- Requirement -
Copy the entries below word for word, starting with the line that contains "Practice: put a marker on each instance of the landing" and continuing through the last line of the entries.

- Input records -
· · · · ·

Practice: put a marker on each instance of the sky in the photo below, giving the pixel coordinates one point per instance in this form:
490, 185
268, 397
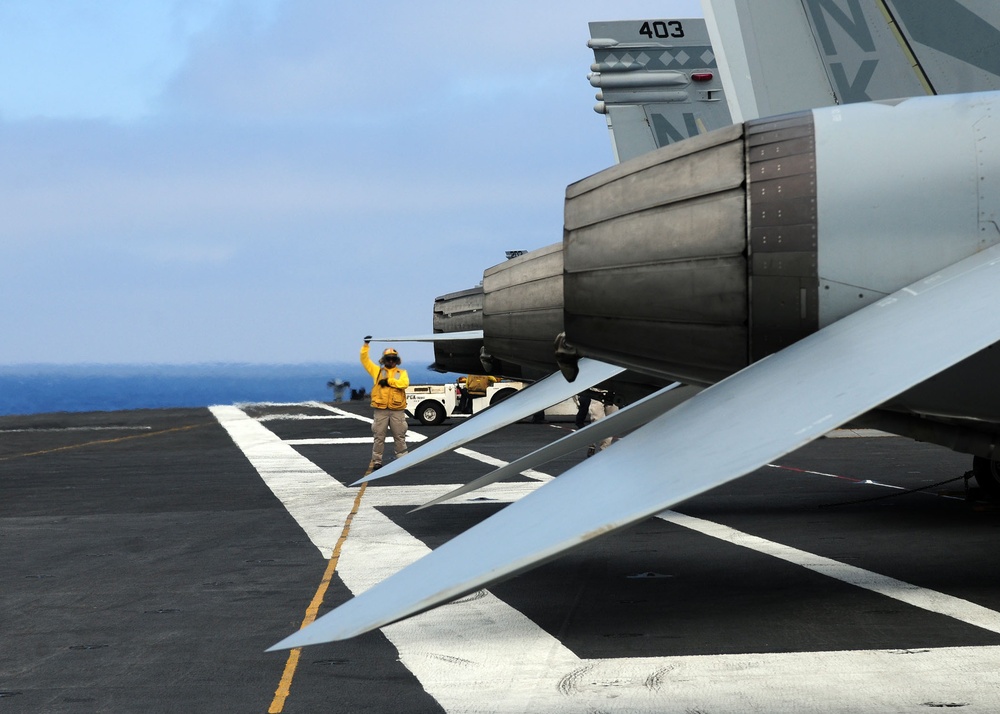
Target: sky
267, 181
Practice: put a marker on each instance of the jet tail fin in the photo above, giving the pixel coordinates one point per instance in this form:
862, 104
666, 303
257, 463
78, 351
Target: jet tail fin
846, 51
659, 82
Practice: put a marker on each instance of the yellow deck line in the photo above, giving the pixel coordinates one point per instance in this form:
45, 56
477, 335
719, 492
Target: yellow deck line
285, 685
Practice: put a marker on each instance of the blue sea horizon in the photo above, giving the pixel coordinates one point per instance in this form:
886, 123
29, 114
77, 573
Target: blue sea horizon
43, 388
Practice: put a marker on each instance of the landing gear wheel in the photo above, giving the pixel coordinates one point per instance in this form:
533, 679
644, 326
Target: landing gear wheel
987, 473
430, 413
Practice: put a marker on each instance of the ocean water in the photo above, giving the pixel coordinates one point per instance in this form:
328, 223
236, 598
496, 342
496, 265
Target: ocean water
38, 389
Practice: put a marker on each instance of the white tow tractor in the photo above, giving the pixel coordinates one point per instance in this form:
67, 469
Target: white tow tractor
431, 404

· · · · ·

- Right answer -
Practice: put a marker on each instance of the landing gear wheel in the photo above, giving the pixel coordinates one point per instance in this form:
533, 679
644, 326
Target: landing gear wheel
987, 473
430, 413
Practice: put a marker on each instance of the ocean water in the photo above, giving the pixel coordinates one point per instance in this form:
328, 223
236, 598
496, 342
496, 265
Target: ocean water
38, 389
Practice: put a marker on each instance of the white tow tractor in the photo above, giving the pixel coordinates one point per instance in this form:
67, 469
Target: white tow tractor
431, 404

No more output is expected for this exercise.